**Objectif du travail:** Dans la prédication sur le serpent reproduite ci-dessous, recopiez fidèlement le passage qui s'ouvre sur les mots contenant « Mais Jésus parle » et se termine par « de ce texte. ».

**Texte présenté:**

Le serpent qui donne la vie

Nombres 21:4-9

Culte du 14 avril 2017
Prédication de pasteur Marc Pernot

Vidéo de la partie centrale du culte

film réalisé bénévolement par Soo-Hyun Pernot

Culte du Vendredi Saint, 14 avril 2017
prédication du pasteur Marc Pernot : Le serpent qui donne la vie

Dans la Bible et en particulier dans l’Évangile(Mat 23 :33), le serpent est associé au péché et à la mort. Cette comparaison de Jésus avec un serpent est choquante. Surtout qu’elle ne se trouve pas dans un arrière coin d’une obscure lettre presque jamais lue, mais cette comparaison appartient au passage qui est un des plus essentiels et des plus connus de l’Évangile du Christ « Dieu a tant aimé le monde qu'il a donné son Fils unique, afin que quiconque croit en lui ne périsse pas, mais qu'il ait la vie éternelle » (Jean 3:16)

Mais Jésus parle alors avec un théologien juif spécialiste de la Bible et entraîné aux multiples débats qui existent depuis des générations autour des Écritures. Il sait à quoi fait référence quand Jésus parle « du serpent que Moïse a élevé dans le désert », et il en connaît les interprétations en conflit autour de ce texte.

**Contenu des données:**
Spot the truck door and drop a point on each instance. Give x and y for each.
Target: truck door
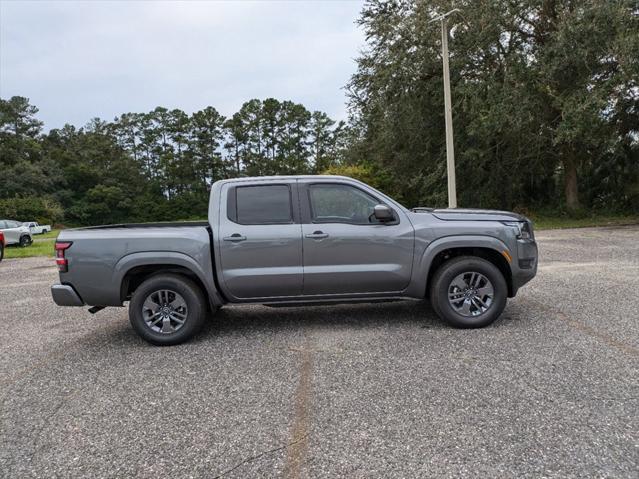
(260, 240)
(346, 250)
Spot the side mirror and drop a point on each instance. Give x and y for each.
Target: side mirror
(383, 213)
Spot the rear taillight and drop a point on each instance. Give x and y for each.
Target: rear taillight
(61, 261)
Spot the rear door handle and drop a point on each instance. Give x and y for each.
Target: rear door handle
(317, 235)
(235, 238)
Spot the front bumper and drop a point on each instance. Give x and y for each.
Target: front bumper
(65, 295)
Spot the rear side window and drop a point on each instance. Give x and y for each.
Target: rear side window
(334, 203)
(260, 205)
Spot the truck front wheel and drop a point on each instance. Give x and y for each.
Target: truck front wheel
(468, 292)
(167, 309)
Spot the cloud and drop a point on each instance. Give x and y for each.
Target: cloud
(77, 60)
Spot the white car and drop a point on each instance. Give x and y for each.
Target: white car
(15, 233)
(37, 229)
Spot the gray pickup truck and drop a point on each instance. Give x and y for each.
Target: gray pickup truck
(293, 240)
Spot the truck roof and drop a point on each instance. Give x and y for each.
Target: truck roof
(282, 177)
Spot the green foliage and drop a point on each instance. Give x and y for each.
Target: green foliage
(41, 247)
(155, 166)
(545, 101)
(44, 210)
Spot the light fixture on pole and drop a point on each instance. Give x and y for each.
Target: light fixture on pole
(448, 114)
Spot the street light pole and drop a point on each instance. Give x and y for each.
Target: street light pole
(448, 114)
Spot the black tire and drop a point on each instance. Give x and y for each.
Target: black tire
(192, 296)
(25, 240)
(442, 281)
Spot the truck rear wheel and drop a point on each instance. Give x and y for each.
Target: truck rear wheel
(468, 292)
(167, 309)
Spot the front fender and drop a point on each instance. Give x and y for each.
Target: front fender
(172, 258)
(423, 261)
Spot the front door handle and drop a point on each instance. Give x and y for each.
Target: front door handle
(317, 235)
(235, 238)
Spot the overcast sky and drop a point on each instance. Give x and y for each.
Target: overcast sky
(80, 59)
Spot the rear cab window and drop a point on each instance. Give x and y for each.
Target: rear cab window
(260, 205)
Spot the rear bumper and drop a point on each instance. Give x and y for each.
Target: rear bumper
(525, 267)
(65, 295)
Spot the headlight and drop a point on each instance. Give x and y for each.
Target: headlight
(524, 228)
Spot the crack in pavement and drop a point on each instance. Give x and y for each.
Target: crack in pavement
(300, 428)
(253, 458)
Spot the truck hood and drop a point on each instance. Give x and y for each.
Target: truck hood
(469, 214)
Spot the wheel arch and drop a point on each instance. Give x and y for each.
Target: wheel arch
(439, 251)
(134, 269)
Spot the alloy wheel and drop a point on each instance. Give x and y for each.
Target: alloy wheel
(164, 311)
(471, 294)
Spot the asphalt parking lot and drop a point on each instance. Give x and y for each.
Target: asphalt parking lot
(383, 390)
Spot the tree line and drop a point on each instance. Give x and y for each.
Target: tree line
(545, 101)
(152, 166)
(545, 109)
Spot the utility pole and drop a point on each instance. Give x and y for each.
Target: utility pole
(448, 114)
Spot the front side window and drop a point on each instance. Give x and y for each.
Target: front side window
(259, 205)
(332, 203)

**Voici la réponse:**
Mais Jésus parle alors avec un théologien juif spécialiste de la Bible et entraîné aux multiples débats qui existent depuis des générations autour des Écritures. Il sait à quoi fait référence quand Jésus parle « du serpent que Moïse a élevé dans le désert », et il en connaît les interprétations en conflit autour de ce texte.